BRIEF A ->
Using the plate reverb repair post below, decide whether each statement agrees with it. Answer yes or no for each, and quote the words of the post that settle it. (i) The failed part was a 2N3053. (ii) The writer estimated the tail current through R4 at about .22mA. (iii) Vcc in the circuit is 30v.
BRIEF B ->
Carry the plate reverb repair post below forward from its last sentence.

Please help me analyze this circuit.

So I had to repair the electronics for an EMT plate reverb - the repair was easy enough (bad 2N3053), but I got a little stumped when trying to analyze the circuit. I figured the tail current in the differential input pair (through R4) should be about .9mA, so I would expect 1/2 of that to flow through Q1 and half through Q2. But the base-emitter junction of Q3 is anchoring the collector of Q1 one Vbe drop below Vcc (30v), which would result in about .22mA through R3 (2.7K), and therefore Q1. Is that correct? If so, where does the rest of the tail current go - through Q2?

The output stage looks interesting to me too. Would it be fair to say this is a differential pair acting as a class-A push-pull driver stage (Q4,Q5)?

Rows from a dataset:
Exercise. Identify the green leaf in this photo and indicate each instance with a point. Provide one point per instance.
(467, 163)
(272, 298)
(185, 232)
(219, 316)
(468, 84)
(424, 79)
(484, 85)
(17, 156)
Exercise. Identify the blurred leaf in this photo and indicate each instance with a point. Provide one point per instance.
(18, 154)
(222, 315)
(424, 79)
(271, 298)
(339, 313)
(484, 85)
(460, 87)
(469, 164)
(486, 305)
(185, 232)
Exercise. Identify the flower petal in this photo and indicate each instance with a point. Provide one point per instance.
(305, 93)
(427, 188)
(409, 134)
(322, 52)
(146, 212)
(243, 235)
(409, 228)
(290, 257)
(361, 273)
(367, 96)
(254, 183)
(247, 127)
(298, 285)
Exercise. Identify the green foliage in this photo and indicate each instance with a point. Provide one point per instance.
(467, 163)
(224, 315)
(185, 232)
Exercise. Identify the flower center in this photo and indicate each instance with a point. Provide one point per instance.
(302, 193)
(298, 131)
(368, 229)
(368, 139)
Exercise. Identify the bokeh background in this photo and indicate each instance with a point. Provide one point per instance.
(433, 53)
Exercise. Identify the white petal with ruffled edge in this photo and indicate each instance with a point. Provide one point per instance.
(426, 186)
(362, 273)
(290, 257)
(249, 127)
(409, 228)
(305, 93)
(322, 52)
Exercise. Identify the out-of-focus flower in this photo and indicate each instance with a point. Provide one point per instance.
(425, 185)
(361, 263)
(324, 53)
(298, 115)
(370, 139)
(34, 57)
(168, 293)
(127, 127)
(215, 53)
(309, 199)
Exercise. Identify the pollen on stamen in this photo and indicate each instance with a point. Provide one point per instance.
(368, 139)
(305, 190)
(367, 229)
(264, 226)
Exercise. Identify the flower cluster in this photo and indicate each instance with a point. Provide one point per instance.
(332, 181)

FINAL ANSWER A ->
(i) Yes: "the repair was easy enough (bad 2N3053)". (ii) No: "I figured the tail current in the differential input pair (through R4) should be about .9mA". (iii) Yes: "one Vbe drop below Vcc (30v)".

FINAL ANSWER B ->
Thanks for any comments-
Tom

[quote author="tomelectro"] so I would expect 1/2 of that to flow through Q1 and half through Q2.[/quote]
Hi,

The base-voltages of the first diff-pair reflect the unequal collector-currents: 9.5 & 10 V, so the currents 'can' (or actually must) indeed be different.

Regards,

Peter

Peter, thanks for the reply.

I measured the base of Q2 and it is also sitting around 9.5 volts. I figured the drop as 5uA of base current through the 100k resistor. I was hoping that the base current would give me some ballpark insight on the collector current, but the figures for h(fe) I found for the BC170 ranged from 35 to 600 :roll: . I've been rounding my measurements to the nearest 10th volt, though. Maybe I should pull it back out and measure the difference base to base. I guess there really is no place else for the current to go except Q2. I thought (with my limited knowledge ) that the idea of a long-tail pair was to split the current evenly. Are there advantages/disadvantages to this scheme?

Pretty straightforward... q1 & q2 LTP, q3 gain stage q4 & q5 output drivers.

r6 provides DC feedback to establish nominal operating points while un-numbered 10k provides AC feedback path.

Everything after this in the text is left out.